> **THE PROBLEM**
How would the sentence "I changed the spark plugs and had no luck." from the lawn tractor thread below read in Spanish?

# John Deere lx277 help



## Coreyjohnson (Jul 1, 2014)

I have a lx277 that is roughly 11 years old. It doesn't have a lot of hours (approx 520) it recently started acting like it was missing. I changed the spark plugs and had no luck. I had weak spark from one of the coils so I changed one coil and still seem to be lacking power. When I start the mower it sounds ok, not great but ok. I can rev it up and start the too and it is extremely slow to get back up to rpm. Then as I drive it been on concrete it will lose power and you can hear the rpms drop off. As soon as I stop moving they pick back up. Anyone had this issue and any advice or help is greatly appreciated


----------



## jhngardner367 (Apr 5, 2011)

Check to see if the battery is charging,and also check the solid state ignition module.
Check the spark,when this happens,to see if the spark is going from blue (strong), to orange(weak).
Is the fuel fresh,and is it reaching the carb ok?
Check the choke,to see if it's sticking.
Spray carb cleaner around the carb/intake mounting flanges,to see if it's leaking air.


----------



## Coreyjohnson (Jul 1, 2014)

I've checked for air leaks, and I know the gas is good, the battery is charging good. So I need to check the solid state ignition. Keep the ideas coming, they're greatly appreciated


----------

> **RECORDED DATA**
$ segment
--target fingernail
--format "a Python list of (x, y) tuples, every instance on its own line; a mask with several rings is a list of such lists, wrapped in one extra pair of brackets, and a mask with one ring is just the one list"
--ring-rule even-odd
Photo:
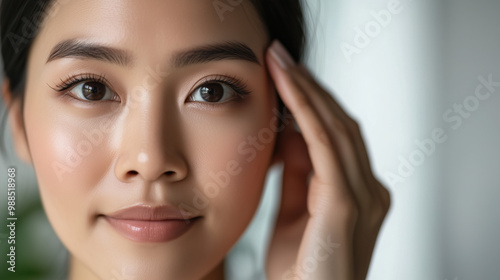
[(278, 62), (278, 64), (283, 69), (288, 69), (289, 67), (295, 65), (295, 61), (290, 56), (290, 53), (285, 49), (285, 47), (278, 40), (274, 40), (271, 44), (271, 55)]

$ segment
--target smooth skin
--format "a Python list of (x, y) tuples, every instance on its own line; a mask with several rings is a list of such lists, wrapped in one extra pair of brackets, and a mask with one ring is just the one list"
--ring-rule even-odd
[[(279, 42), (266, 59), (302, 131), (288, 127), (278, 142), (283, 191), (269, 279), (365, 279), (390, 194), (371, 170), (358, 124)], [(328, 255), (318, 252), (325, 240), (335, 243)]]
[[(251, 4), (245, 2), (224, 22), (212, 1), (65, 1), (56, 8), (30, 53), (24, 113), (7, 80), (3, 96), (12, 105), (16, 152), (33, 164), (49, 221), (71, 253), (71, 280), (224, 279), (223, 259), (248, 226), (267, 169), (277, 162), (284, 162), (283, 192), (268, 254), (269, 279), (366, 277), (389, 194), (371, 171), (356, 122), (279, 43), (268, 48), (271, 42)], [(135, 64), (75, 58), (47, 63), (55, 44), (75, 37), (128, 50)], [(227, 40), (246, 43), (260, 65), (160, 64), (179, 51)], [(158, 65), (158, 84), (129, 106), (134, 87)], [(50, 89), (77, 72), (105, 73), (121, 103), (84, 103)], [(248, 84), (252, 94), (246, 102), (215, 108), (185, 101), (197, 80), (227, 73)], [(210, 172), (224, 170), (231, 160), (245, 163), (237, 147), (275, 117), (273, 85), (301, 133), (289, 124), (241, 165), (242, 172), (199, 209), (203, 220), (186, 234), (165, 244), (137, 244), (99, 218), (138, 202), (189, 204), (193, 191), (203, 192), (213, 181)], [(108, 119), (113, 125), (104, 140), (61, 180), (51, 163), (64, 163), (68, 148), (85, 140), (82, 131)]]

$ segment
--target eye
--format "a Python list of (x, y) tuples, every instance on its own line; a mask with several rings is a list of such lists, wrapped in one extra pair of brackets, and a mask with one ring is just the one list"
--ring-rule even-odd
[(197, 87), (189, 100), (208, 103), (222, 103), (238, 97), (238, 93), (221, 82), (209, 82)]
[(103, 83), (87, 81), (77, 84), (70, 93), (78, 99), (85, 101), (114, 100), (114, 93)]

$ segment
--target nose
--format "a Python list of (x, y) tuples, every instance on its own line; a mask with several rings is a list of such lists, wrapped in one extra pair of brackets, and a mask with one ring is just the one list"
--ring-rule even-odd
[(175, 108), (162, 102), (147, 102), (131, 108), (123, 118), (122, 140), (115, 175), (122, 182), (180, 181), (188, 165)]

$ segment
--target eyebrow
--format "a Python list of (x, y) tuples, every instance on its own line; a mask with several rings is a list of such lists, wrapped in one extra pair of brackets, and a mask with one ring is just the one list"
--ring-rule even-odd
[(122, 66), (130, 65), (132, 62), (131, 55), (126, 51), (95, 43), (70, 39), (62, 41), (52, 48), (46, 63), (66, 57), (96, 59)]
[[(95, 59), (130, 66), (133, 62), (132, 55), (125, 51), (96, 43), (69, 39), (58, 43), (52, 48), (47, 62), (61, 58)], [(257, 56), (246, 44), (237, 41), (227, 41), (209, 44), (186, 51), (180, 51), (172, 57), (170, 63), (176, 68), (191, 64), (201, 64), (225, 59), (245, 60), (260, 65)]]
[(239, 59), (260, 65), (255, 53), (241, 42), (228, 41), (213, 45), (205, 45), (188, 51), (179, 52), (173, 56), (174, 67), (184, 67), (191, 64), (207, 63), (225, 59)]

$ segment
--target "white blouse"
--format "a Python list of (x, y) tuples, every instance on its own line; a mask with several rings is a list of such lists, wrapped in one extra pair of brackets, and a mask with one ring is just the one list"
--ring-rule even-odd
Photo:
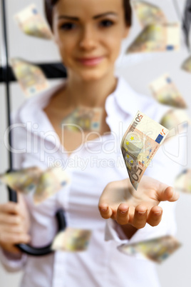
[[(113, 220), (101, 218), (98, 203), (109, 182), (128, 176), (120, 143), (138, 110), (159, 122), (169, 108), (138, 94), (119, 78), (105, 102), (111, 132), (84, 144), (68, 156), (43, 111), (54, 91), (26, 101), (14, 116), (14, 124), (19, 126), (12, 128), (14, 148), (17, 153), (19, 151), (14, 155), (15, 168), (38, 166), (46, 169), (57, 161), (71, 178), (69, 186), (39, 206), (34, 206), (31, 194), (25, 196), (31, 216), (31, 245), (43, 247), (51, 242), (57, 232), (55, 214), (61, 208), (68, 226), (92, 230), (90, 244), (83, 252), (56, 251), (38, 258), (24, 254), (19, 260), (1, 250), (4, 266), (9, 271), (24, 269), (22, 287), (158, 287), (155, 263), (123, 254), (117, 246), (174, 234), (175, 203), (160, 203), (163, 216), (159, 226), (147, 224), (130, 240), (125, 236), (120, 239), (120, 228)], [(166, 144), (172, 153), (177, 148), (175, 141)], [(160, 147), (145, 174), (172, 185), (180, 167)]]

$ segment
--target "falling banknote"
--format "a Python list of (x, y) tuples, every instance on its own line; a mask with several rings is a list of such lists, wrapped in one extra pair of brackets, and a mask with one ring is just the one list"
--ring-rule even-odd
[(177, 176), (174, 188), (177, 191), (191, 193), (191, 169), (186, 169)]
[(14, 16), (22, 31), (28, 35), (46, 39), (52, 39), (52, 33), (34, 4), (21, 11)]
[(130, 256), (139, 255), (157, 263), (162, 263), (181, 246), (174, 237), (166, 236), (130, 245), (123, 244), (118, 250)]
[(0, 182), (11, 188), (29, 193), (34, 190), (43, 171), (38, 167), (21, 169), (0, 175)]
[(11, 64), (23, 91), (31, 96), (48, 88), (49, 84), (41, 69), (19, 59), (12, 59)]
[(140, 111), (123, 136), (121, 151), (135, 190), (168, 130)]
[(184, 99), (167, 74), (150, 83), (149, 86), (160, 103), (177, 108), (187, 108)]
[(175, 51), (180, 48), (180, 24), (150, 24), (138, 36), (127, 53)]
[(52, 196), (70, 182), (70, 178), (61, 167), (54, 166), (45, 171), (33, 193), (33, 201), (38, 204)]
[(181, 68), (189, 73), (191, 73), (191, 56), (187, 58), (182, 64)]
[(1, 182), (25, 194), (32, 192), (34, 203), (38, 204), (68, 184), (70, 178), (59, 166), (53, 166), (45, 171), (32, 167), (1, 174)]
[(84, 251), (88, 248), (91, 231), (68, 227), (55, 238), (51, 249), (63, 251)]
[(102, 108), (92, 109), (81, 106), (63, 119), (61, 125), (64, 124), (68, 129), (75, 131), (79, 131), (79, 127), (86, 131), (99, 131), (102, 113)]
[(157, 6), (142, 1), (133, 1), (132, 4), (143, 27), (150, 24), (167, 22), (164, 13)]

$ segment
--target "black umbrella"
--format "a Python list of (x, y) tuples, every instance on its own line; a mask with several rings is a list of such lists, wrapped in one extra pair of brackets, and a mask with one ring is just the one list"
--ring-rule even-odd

> **RIGHT ANSWER**
Cambié las bujías y no tuve suerte.